** Your goal **
Reproduce only the lines between the one containing "Where in the photo above can the white door" and the one containing "Where in the photo above can the empty", inclusive, swapping "white" for "cream" and leaving all else unchanged.

Named-object pointing entries:
— Begin —

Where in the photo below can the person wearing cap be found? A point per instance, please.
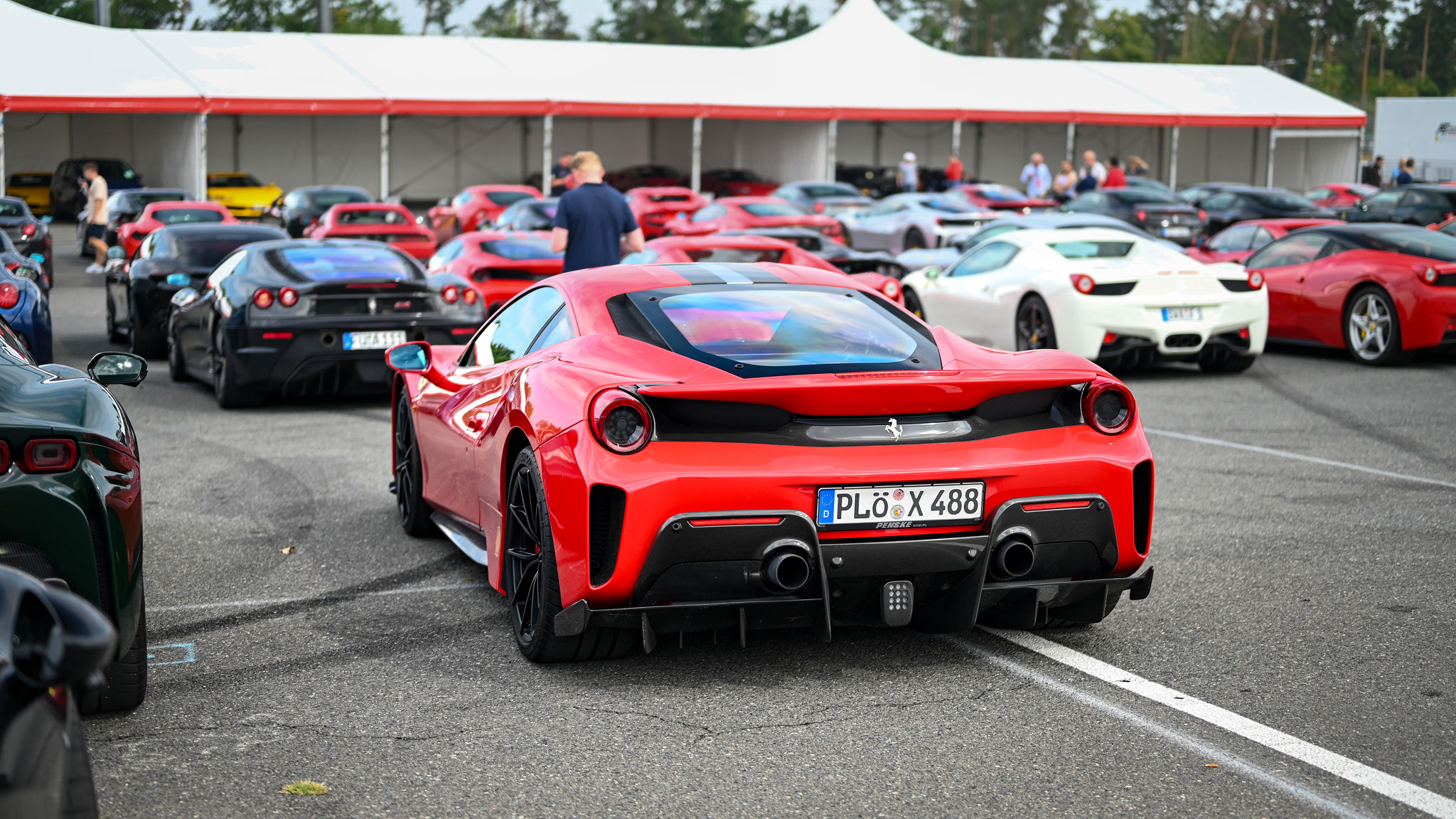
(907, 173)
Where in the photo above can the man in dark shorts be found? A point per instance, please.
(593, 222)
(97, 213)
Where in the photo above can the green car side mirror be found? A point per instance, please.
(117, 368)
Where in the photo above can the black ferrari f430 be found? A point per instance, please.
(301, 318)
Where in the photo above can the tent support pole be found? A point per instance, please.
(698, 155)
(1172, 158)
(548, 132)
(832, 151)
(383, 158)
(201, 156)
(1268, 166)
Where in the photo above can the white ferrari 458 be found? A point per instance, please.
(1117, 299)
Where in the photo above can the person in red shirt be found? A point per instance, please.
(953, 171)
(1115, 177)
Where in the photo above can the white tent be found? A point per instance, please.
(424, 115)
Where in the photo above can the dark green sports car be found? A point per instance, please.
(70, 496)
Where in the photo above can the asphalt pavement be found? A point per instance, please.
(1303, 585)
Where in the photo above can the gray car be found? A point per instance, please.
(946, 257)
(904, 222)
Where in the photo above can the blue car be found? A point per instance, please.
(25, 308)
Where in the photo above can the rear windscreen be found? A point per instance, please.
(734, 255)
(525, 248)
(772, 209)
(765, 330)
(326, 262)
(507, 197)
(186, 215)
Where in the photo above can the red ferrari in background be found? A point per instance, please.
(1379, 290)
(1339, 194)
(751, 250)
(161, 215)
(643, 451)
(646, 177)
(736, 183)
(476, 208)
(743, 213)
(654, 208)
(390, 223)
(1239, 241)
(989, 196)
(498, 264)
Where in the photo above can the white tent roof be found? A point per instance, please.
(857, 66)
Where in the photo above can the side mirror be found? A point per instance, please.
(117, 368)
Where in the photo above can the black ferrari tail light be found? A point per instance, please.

— End —
— Begin —

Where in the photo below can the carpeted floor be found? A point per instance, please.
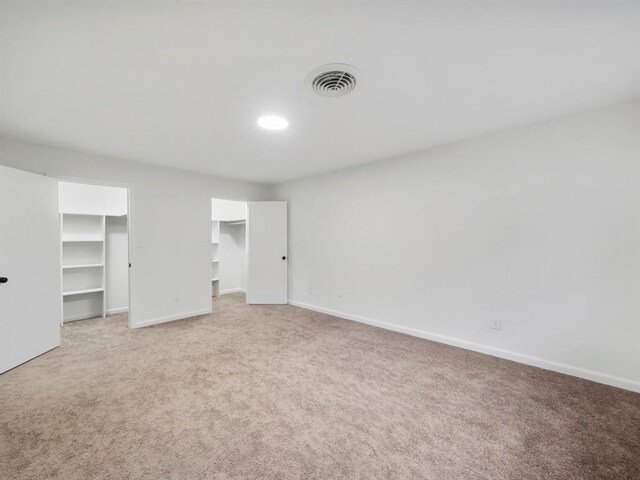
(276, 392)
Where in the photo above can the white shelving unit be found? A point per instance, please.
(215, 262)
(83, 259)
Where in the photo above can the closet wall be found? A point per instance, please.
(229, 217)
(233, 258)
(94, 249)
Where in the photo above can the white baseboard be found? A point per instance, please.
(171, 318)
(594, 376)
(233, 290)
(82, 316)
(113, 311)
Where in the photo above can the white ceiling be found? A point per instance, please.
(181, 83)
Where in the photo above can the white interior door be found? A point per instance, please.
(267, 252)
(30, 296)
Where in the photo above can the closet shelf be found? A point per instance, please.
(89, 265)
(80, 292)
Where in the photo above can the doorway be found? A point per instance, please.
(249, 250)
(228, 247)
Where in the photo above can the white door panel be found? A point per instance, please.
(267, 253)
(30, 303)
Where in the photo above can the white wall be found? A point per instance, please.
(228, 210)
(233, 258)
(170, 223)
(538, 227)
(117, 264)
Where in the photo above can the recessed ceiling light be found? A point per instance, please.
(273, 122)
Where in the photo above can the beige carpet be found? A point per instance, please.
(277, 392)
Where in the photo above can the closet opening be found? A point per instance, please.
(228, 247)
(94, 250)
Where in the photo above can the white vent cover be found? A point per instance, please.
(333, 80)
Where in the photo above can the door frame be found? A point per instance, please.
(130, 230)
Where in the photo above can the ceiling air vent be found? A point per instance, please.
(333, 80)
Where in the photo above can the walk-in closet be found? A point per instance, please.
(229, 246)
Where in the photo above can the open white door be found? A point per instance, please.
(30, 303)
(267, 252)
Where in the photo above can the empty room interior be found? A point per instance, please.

— End —
— Begin —

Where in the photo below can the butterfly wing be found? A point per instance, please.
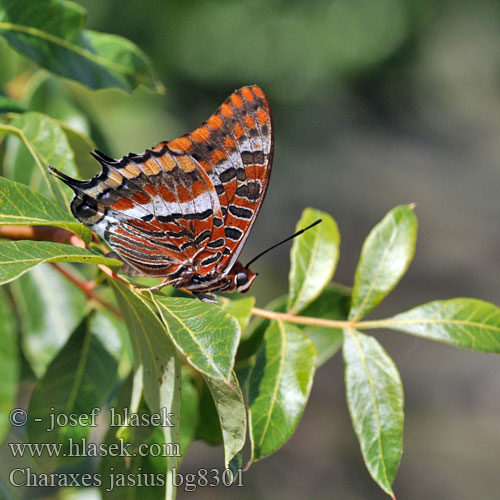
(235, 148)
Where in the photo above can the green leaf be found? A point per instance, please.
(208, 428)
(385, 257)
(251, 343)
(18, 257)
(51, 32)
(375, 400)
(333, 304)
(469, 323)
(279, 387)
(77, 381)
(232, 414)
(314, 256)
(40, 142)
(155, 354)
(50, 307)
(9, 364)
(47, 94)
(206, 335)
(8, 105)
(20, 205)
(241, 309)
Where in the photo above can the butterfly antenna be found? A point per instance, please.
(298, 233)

— End —

** Reply to the task **
Where in the photo above can the cream door panel be found? A point per instance, please.
(267, 253)
(30, 303)
Where in the photo above can the cream wall be found? A point per instance, please.
(228, 210)
(233, 258)
(170, 223)
(538, 227)
(117, 264)
Where in the photo above can the recessed ceiling light be found? A point per instance, please.
(273, 122)
Where in the photo above can the beige carpet be found? A point per instance, please.
(277, 392)
Where in the photo above can the closet opening be found? A point per instance, please.
(228, 247)
(94, 250)
Where in the photo above can the cream vent cover be found? A point per instance, please.
(333, 80)
Where in the photo above can the door frame be found? A point per instance, please.
(130, 230)
Where in the photo above can the ceiling air vent be found? A point per instance, please.
(333, 80)
Where in the photo above can the walk-in closet be found? A point per instance, please.
(229, 246)
Where in the photo above can the open cream door be found? A point per instance, please.
(30, 303)
(267, 252)
Where in the photo above can the empty room interior be found? A point per instance, please.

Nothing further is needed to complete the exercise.